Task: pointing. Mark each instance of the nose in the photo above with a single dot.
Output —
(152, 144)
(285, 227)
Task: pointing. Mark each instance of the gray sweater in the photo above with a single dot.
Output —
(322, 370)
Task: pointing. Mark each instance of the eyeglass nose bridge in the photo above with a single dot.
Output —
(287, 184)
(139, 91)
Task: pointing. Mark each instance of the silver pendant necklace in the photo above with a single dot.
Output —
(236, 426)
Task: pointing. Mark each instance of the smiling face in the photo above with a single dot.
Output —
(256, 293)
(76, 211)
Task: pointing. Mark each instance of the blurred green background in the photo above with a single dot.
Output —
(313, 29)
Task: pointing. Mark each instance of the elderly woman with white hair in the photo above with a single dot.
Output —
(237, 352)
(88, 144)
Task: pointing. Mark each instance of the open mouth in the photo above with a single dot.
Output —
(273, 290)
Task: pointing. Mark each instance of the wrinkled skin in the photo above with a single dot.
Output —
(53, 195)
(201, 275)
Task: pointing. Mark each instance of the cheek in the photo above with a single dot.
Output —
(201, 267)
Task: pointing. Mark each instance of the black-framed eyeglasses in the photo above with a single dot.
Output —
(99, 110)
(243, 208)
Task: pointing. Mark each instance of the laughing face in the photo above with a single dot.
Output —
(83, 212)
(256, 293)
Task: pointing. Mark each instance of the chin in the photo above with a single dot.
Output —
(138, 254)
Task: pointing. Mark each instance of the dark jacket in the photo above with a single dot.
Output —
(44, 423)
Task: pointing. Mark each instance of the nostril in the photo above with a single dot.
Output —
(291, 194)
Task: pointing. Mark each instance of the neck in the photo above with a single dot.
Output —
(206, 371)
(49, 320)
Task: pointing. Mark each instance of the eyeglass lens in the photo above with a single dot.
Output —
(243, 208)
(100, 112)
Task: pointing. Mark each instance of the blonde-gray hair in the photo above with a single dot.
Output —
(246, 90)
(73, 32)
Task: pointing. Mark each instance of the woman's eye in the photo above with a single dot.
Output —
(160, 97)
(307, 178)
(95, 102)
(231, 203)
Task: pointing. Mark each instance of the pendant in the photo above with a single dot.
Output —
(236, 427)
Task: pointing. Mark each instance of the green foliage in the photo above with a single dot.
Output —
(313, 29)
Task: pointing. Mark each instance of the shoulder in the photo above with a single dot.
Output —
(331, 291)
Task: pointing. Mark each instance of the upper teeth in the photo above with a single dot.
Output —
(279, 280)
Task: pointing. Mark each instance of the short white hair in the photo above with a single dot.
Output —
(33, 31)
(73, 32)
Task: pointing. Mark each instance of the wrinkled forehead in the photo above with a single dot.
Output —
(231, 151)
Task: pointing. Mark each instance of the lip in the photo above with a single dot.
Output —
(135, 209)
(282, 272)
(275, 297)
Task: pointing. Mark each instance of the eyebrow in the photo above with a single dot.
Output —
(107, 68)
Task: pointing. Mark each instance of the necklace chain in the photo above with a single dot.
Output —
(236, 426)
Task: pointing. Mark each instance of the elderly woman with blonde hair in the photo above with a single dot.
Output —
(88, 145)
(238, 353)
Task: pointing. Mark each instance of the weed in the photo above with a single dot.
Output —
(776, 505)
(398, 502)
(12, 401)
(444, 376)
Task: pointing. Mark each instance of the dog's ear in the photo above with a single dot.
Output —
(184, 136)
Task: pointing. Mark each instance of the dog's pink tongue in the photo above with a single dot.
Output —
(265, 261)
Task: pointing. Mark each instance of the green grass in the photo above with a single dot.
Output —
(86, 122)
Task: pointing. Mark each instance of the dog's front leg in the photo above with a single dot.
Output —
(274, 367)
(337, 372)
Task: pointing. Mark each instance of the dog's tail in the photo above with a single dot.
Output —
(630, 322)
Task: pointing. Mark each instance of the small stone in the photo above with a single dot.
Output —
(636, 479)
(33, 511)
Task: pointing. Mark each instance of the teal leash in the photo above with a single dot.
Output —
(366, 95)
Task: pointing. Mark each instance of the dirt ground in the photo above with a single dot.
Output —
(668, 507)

========

» Exercise prompt
Line by line, retype the whole listing exactly.

» Finished task
Task: pointing. Mark each instance of the nose in the photo above with a single dot.
Output —
(152, 144)
(285, 227)
Task: pointing. Mark each instance of the gray sweater in the photo above with a single dot.
Output —
(322, 370)
Task: pointing. Mark each instance of the eyeglass nose bridge in the photo above with a single dot.
Output —
(287, 184)
(139, 91)
Task: pointing. Mark each instance of the silver pendant necklace in the photo above with a single dot.
Output —
(236, 426)
Task: pointing. Mark each instance of the smiling face in the photo above with a single dot.
Output —
(256, 293)
(76, 211)
Task: pointing. Mark each instance of the blurred green background in the photo above with a single dot.
Output —
(313, 29)
Task: pointing. Mark each instance of the elderly woman with white hair in the photo above with a single dot.
Output —
(237, 352)
(88, 144)
Task: pointing. Mark each instance of the open mouth in the photo above with a single dot.
Output —
(273, 290)
Task: pointing. Mark each instance of the wrinkled skin in the photo above with a single dot.
Output —
(53, 195)
(201, 275)
Task: pointing. Mark each instance of the cheek in the photo above with a single dot.
Output —
(201, 267)
Task: pointing. Mark each instance of the black-framed eyeglasses in the photo above with a single dot.
Output —
(99, 110)
(243, 208)
Task: pointing. Mark each instance of the laughing face in the photo above with a single dot.
Output —
(83, 212)
(256, 293)
Task: pointing. Mark each instance of the chin in the photo above with a single dot.
Output —
(138, 254)
Task: pointing. Mark each instance of the dark jacket in the photo above with a single dot.
Output —
(44, 423)
Task: pointing. Mark each instance of the nostril in the photo above with a single dot.
Output —
(291, 194)
Task: pointing. Mark each instance of the neck in the photo above with a single dot.
Output —
(206, 371)
(49, 320)
Task: pointing. Mark each instance of the eyeglass lens in the photo above with a single dot.
Output —
(243, 208)
(100, 112)
Task: pointing. Mark each instance of the blonde-gray hair in the photo above with a single dot.
Output —
(246, 90)
(73, 32)
Task: pointing. Mark each instance of the woman's eye in the photo above with a single dot.
Output —
(160, 97)
(307, 178)
(95, 102)
(231, 203)
Task: pointing. Mark each instance of the pendant in the photo above with a single dot.
Output —
(236, 427)
Task: pointing. Mark each instance of the green foliage in the photo above with a single dot.
Output —
(313, 29)
Task: pointing. Mark each instance of the shoulder in the photo above with a single dot.
Output —
(331, 291)
Task: pointing. Mark each instance of the upper teeth in the photo above with a single dot.
Output —
(279, 280)
Task: pointing. Mark each instance of the short white hair in the photo above with a single dot.
Output —
(33, 31)
(73, 32)
Task: pointing. Mark each instance of the wrinkled forehead in the photo above with a single dot.
Output —
(231, 151)
Task: pointing. Mark each instance of the lip in the photo above with a single dot.
Output —
(135, 209)
(282, 272)
(275, 297)
Task: pointing. Mark each instance of the eyebrow in the photo above with a single dot.
Output —
(107, 68)
Task: pointing. Mark each instance of the necklace chain in the photo above with a single dot.
Output —
(236, 426)
Task: pointing. Mark each instance of the elderly woman with blonde hair in the photo above with a single dot.
Output —
(88, 145)
(238, 353)
Task: pointing. Mark each instance of the weed in the photo above with a single dot.
Output —
(776, 505)
(398, 502)
(12, 401)
(444, 376)
Task: pointing. Mark each instance of the dog's ear in the photo above with a single dot.
Output —
(184, 136)
Task: pointing. Mark each instance of the dog's pink tongue in the photo above with a single dot.
Output —
(265, 261)
Task: pointing. Mark each instance of the green grass in the photo above with a single dot.
Output —
(86, 122)
Task: pointing. Mark each instance of the dog's front leg in the photo above with a single dot.
Output —
(274, 367)
(337, 372)
Task: pointing. Mark each instance of the dog's tail in the photo above with a single dot.
Output —
(630, 322)
Task: pointing. Mark each instance of the small stone in the photo above with a single dot.
Output —
(636, 479)
(33, 511)
Task: pointing. Mark each instance of the teal leash in the photo above with a single dot.
Output —
(366, 95)
Task: pointing. Mark each instance of the dirt ground in the photo above with a single dot.
Output —
(668, 507)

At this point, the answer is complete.